AUFGABENSTELLUNG:
[1] Fassen Sie im Interview zur Nachhaltigkeit den Absatz, der mit „Bei nachhaltigem Wirtschaften geht es darum“ beginnt, als knappe Stichpunktliste zusammen. Die wesentlichen Fakten müssen erhalten bleiben.
[2] Schreiben Sie aus dem Interview zur Nachhaltigkeit den Abschnitt von „Dr. Andrea Wilhaus berät“ bis einschließlich „Unternehmen zu verstehen?“ wortgetreu ab.
[3] Setzen Sie das Interview zur Nachhaltigkeit im Anschluss an seinen letzten Satz fort.

SEITENAUSZUG:
Ein Interview mit Frau Dr. Andrea Wilhaus

Dr. Andrea Wilhaus berät und forscht seit vielen Jahren zu Themen rund um Nachhaltigkeit und Corporate Social Responsibility (CSR). Als Expertin für nachhaltige Unternehmensstrategien sensibilisiert sie Unternehmen für die am Markt steigenden Anforderungen an die gesellschaftliche Verantwortung von Unternehmen und erarbeitet gemeinsam mit ihnen Lösungen. Ihre Erfahrung bringt sie als Beraterin in das Projekt „Kirchheimer Unternehmen übernehmen gesellschaftliche Verantwortung“.

Frau Dr. Andrea Wilhaus

Der Teckbote: Was ist eigentlich unter Nachhaltigkeit im Zusammenhang mit Unternehmen zu verstehen?

Andrea Wilhaus: Bei nachhaltigem Wirtschaften geht es darum, dass Unternehmen ernsthaft und glaubwürdig Verantwortung nach innen gegenüber den Mitarbeitern und nach außen am Markt und in der Region übernehmen. Dazu gehören ethische und ökologische Produktionsstandards in der Zulieferkette ebenso wie Umweltschutz im Betrieb oder eine offene und transparente Unternehmenskultur. Die Fachwelt bezeichnet dieses Engagement als „Corporate Social Responsibility“ (CSR).

 

Der Teckbote: Wie steht denn der Mittelstand dem Thema Nachhaltigkeit gegenüber?

GESPEICHERTE DATENSÄTZE:
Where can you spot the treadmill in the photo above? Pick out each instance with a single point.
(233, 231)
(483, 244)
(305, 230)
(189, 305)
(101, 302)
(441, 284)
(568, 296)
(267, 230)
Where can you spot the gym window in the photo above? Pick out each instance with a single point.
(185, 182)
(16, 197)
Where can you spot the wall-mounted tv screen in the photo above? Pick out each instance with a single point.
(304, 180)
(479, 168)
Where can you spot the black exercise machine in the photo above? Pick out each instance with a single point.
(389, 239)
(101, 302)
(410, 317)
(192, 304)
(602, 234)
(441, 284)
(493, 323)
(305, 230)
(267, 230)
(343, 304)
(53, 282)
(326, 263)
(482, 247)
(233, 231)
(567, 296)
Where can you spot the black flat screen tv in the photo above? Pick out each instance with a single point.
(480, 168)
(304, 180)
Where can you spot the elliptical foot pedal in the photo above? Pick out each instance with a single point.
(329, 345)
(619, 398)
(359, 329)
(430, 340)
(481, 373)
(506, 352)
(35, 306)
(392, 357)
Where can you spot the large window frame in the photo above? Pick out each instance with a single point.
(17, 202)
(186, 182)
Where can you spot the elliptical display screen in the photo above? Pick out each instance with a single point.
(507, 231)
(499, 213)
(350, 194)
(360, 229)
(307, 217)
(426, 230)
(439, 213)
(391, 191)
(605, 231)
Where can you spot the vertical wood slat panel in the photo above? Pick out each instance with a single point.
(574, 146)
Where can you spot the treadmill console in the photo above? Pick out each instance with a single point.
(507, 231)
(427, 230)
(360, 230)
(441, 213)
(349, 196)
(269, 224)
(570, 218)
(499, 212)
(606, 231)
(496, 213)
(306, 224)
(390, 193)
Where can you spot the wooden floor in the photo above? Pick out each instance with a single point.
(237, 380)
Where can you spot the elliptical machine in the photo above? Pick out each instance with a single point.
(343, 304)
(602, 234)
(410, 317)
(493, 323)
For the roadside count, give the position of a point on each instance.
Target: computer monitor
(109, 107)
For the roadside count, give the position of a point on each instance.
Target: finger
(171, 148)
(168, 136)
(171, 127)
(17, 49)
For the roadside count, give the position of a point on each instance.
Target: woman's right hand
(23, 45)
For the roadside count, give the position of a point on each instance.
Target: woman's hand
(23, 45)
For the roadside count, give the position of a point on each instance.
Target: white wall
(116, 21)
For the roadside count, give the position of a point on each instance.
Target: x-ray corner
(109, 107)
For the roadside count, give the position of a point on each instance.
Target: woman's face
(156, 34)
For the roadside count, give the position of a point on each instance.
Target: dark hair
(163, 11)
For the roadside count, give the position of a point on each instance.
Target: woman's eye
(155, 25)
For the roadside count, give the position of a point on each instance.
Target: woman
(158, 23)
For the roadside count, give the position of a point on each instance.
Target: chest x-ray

LÖSUNGEN:
[1]
- Nachhaltiges Wirtschaften: Unternehmen übernehmen ernsthaft und glaubwürdig Verantwortung.
  - nach innen: gegenüber den Mitarbeitern
  - nach außen: am Markt und in der Region
- Dazu gehören:
  - ethische und ökologische Produktionsstandards in der Zulieferkette
  - Umweltschutz im Betrieb
  - eine offene und transparente Unternehmenskultur
- Fachbegriff für dieses Engagement: „Corporate Social Responsibility“ (CSR)

[2]
Dr. Andrea Wilhaus berät und forscht seit vielen Jahren zu Themen rund um Nachhaltigkeit und Corporate Social Responsibility (CSR). Als Expertin für nachhaltige Unternehmensstrategien sensibilisiert sie Unternehmen für die am Markt steigenden Anforderungen an die gesellschaftliche Verantwortung von Unternehmen und erarbeitet gemeinsam mit ihnen Lösungen. Ihre Erfahrung bringt sie als Beraterin in das Projekt „Kirchheimer Unternehmen übernehmen gesellschaftliche Verantwortung“.

Frau Dr. Andrea Wilhaus

Der Teckbote: Was ist eigentlich unter Nachhaltigkeit im Zusammenhang mit Unternehmen zu verstehen?

[3]
Andrea Wilhaus: Meine Erfahrung ist, dass viele Mittelständler aus ihrem Selbstverständnis heraus durchaus Nachhaltigkeit und Verantwortung leben. Das erlebe ich auch hier in Kirchheim ganz eindrucksvoll. Sie setzen sich für Vereine und Initiativen vor Ort ein, bringen ihren Mitarbeitern hohe Wertschätzung entgegen und pflegen eine familiäre Unternehmenskultur.

Oft entscheidet die Geschäftsführung „aus dem Bauch heraus“, was getan wird, und es werden beispielsweise hier und da 100 Euro gespendet. Dabei sollte das Unternehmen die durchaus legitimen Fragen klären: Welches unternehmerische Ziel verfolgen wir eigentlich mit unserem Engagement? Passt es zu unserem Kerngeschäft und zu unseren weiteren Zielen?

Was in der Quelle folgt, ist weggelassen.